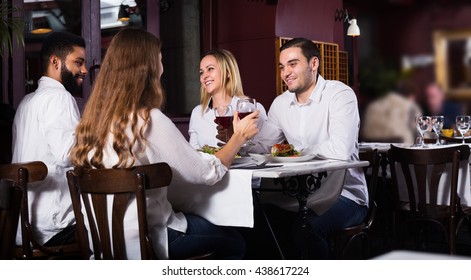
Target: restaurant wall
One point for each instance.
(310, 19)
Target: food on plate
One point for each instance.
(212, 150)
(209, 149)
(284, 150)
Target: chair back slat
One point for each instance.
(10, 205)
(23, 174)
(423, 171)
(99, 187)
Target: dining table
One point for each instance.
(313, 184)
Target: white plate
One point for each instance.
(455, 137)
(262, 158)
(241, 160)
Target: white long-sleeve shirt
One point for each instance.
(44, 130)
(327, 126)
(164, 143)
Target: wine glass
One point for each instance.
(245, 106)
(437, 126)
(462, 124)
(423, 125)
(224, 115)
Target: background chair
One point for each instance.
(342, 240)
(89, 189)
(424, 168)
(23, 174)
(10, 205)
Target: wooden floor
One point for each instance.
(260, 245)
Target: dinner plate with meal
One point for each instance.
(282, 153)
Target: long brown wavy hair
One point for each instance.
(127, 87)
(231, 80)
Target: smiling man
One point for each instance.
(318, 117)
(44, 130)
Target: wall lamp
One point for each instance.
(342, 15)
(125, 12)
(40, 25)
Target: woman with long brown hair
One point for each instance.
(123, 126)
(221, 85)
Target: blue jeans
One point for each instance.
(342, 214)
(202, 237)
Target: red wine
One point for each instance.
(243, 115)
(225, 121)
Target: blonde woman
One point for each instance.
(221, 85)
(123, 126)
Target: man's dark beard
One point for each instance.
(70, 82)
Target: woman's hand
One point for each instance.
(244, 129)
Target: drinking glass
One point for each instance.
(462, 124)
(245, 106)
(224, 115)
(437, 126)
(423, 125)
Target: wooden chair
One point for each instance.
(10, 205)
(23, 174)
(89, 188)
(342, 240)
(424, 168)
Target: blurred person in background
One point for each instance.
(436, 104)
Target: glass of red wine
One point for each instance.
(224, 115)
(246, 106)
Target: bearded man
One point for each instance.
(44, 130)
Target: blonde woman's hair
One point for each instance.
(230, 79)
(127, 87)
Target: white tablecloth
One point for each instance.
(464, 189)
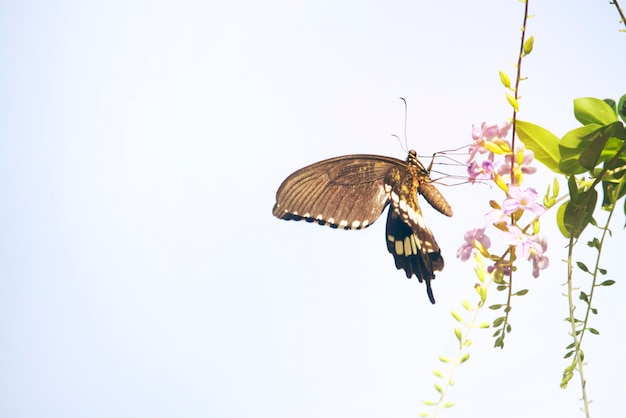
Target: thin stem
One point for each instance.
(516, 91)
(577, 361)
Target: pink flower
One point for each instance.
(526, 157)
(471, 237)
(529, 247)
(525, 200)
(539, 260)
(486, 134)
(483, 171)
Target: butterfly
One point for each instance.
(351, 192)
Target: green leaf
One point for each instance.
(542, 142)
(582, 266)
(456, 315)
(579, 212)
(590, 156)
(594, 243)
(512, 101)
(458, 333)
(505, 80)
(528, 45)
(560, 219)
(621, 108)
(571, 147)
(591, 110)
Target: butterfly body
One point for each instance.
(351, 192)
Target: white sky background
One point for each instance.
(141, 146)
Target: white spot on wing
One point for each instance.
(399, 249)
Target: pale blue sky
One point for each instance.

### What you have to do
Leave out the pictures. Transcribe only the lines above, from the first through the one that contains "Target: white long-sleeve shirt".

### Exercise output
Target: restaurant wall
One point for each instance.
(310, 19)
Target: food on plate
One point for each instance.
(212, 150)
(209, 149)
(284, 150)
Target: chair back slat
One point for each instance.
(10, 205)
(23, 174)
(423, 171)
(99, 187)
Target: dining table
One point for each instance.
(313, 184)
Target: white plate
One point for each instance.
(455, 137)
(262, 158)
(241, 160)
Target: white long-sleeve shirt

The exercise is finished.